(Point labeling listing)
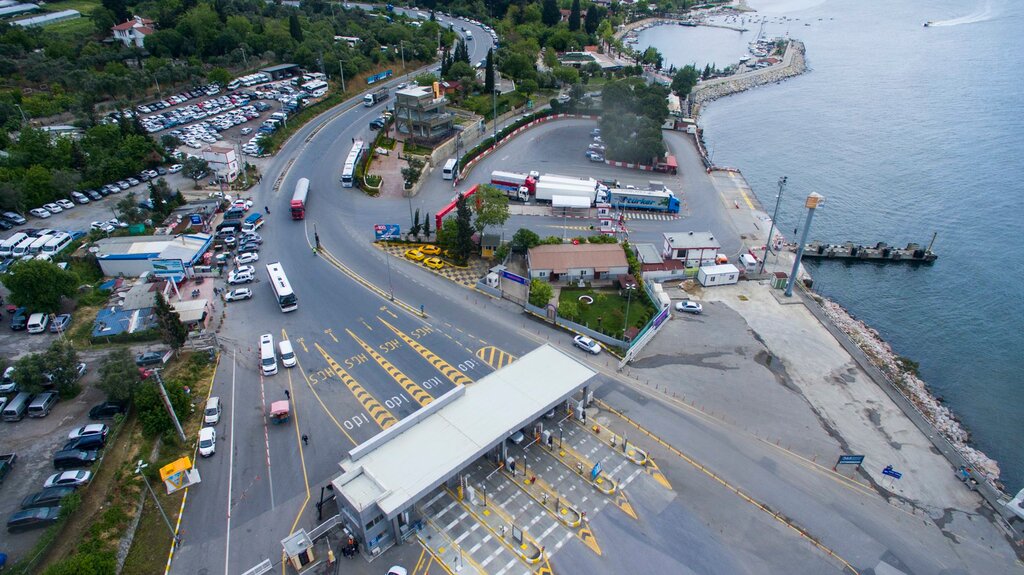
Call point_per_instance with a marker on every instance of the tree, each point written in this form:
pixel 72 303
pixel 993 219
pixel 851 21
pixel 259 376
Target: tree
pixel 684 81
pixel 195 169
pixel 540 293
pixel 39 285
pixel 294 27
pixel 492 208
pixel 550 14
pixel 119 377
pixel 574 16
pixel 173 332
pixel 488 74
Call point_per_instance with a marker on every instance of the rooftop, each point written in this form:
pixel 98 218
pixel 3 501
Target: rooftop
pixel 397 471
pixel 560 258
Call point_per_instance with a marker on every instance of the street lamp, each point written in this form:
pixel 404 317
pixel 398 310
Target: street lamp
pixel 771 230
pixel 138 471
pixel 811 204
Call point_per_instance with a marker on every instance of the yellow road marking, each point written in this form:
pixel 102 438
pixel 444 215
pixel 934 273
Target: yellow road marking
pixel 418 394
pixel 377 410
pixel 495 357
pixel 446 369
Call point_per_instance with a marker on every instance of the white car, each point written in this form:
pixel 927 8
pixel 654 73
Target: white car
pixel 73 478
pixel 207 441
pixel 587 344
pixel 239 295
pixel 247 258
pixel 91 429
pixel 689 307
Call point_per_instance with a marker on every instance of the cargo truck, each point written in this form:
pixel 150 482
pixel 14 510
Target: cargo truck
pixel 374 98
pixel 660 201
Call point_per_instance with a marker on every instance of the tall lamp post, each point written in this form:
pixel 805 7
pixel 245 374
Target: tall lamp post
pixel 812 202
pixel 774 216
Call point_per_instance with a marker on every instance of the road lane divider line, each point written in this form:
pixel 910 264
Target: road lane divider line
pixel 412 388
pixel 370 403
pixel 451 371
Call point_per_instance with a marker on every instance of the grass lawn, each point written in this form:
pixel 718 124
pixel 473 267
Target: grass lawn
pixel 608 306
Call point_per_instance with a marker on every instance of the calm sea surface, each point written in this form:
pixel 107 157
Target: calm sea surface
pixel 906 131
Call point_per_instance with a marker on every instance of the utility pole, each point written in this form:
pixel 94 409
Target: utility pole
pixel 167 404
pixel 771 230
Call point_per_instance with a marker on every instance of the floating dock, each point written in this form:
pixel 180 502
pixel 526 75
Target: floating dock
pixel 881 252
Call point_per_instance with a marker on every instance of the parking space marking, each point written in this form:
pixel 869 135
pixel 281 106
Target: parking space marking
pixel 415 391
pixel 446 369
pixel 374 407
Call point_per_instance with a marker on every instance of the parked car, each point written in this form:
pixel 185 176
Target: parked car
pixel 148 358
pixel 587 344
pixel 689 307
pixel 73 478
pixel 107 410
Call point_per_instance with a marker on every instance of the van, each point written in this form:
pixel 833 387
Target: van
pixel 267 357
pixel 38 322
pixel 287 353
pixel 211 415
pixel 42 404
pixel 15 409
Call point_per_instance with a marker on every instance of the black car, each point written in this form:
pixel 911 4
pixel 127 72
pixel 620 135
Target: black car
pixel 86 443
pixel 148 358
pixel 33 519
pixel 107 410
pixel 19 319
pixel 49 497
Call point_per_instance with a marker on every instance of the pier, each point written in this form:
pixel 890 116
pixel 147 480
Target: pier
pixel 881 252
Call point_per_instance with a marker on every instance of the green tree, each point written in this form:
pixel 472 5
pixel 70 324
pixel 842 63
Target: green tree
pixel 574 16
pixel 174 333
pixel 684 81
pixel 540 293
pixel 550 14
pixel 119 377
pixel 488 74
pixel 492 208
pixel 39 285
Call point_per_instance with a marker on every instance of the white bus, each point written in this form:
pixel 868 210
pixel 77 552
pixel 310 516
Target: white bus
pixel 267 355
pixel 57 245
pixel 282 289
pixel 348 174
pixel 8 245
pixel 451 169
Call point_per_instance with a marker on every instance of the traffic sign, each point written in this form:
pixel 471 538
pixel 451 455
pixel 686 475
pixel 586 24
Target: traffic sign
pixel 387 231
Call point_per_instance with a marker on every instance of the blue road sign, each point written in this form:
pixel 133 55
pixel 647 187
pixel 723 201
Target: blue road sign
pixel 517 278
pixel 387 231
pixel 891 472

...

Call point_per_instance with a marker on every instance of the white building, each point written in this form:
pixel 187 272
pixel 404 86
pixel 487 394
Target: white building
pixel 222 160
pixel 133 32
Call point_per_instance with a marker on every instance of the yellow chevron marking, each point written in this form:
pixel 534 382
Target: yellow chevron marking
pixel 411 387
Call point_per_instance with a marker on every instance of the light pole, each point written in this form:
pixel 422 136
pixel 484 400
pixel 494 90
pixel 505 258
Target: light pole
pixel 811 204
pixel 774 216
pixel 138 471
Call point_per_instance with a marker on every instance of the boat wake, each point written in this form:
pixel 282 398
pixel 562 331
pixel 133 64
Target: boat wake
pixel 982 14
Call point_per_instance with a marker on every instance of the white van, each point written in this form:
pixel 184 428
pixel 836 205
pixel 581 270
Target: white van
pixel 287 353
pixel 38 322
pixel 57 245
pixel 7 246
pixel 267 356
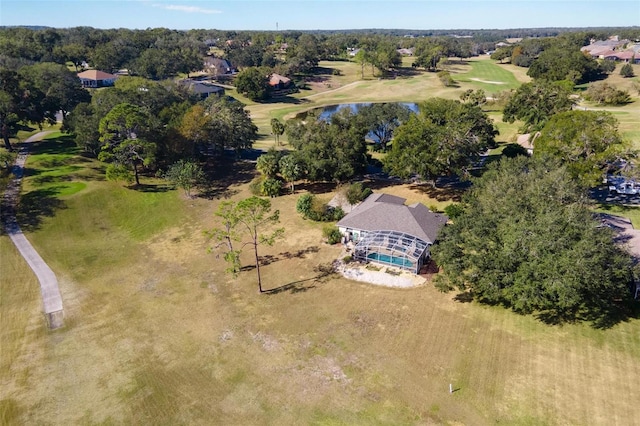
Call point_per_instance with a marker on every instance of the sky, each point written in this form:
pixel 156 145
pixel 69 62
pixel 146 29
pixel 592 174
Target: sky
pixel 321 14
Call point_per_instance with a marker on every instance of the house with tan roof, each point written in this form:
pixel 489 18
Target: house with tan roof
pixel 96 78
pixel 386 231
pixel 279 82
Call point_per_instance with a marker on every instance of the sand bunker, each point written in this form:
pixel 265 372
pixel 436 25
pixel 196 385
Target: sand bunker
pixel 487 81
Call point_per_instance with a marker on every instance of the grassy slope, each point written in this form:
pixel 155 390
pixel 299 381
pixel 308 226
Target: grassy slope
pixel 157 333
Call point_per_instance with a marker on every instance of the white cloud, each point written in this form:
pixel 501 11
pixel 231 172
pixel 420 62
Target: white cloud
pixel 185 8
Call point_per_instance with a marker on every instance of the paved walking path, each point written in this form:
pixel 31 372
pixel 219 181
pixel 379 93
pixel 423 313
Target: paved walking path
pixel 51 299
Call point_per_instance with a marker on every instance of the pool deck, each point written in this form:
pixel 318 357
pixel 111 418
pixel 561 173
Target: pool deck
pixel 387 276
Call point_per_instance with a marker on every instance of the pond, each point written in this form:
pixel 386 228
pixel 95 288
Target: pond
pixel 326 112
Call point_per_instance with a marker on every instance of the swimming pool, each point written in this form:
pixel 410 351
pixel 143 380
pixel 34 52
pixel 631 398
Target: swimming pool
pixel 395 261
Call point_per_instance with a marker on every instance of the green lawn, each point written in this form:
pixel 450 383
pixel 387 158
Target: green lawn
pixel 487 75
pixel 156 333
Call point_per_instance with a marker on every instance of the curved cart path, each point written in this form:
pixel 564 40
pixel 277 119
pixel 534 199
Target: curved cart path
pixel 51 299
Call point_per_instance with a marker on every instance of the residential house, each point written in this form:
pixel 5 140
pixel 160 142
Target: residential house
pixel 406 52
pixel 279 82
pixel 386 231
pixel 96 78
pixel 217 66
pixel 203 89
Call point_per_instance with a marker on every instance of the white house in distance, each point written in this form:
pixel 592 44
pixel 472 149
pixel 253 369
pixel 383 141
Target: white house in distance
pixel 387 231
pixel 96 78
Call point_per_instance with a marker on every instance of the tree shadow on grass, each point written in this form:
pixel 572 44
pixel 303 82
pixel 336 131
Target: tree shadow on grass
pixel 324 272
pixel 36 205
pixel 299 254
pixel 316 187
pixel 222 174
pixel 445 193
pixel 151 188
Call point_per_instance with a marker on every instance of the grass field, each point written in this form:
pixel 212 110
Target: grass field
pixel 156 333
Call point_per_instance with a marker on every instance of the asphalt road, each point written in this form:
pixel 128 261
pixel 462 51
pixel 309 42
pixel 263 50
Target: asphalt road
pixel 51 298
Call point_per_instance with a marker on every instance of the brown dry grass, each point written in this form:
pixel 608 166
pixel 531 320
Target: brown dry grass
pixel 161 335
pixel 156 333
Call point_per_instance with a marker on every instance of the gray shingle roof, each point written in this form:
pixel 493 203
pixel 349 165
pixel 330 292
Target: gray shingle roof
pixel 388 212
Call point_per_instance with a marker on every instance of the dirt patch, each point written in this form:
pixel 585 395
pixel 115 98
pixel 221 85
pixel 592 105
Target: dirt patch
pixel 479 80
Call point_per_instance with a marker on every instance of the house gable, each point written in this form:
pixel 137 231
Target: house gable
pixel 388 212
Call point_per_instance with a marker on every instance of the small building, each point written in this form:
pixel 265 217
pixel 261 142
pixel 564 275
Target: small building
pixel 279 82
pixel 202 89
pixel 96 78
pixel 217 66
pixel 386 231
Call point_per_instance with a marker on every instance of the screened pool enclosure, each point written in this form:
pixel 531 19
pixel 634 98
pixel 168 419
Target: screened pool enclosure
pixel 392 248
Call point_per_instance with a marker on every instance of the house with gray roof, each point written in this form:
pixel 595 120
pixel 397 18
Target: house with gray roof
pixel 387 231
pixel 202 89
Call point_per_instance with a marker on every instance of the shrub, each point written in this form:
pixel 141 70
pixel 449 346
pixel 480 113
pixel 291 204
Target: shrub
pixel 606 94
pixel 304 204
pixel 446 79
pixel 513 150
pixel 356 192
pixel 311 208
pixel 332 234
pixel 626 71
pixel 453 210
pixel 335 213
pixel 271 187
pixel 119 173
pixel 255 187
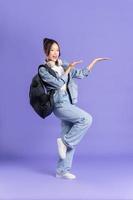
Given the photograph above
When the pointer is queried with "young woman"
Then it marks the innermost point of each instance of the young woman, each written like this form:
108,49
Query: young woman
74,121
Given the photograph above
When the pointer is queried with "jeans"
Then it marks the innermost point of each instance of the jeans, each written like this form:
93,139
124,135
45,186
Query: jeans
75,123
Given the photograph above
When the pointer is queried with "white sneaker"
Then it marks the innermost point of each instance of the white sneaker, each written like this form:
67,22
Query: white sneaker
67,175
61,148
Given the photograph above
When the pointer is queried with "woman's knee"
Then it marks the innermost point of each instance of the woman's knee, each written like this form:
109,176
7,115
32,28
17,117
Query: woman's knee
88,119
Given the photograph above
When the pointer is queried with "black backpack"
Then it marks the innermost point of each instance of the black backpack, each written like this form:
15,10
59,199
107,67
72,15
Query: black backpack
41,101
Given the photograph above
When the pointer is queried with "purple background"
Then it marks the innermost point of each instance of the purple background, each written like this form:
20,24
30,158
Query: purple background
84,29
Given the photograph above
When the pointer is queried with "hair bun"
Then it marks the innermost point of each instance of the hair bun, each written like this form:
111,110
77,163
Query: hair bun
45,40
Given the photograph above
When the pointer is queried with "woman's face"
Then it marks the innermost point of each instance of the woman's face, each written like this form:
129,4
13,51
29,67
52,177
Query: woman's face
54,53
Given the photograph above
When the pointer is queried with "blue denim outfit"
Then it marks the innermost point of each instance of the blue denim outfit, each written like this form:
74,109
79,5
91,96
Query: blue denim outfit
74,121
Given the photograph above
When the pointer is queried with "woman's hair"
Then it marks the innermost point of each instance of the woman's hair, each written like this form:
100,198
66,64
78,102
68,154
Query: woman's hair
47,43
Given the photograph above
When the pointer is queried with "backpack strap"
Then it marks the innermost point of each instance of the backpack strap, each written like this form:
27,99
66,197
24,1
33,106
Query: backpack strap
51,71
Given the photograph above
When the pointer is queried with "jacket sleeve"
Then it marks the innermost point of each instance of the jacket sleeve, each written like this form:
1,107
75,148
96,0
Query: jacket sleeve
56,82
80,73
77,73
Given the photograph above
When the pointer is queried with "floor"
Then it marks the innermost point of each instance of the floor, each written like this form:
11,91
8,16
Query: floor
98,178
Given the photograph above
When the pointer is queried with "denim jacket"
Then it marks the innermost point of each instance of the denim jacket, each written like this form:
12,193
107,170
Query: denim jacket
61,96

# What is expected
Reproduce the part that opens with the line containing "white cloud, each" and closes with the line containing "pixel 185 8", renaming "marker" to "dot" and keeping everything else the same.

# Result
Call point_per_instance with a dot on every instance of the white cloud, each point written in this form:
pixel 501 11
pixel 231 172
pixel 420 62
Target: white cloud
pixel 185 8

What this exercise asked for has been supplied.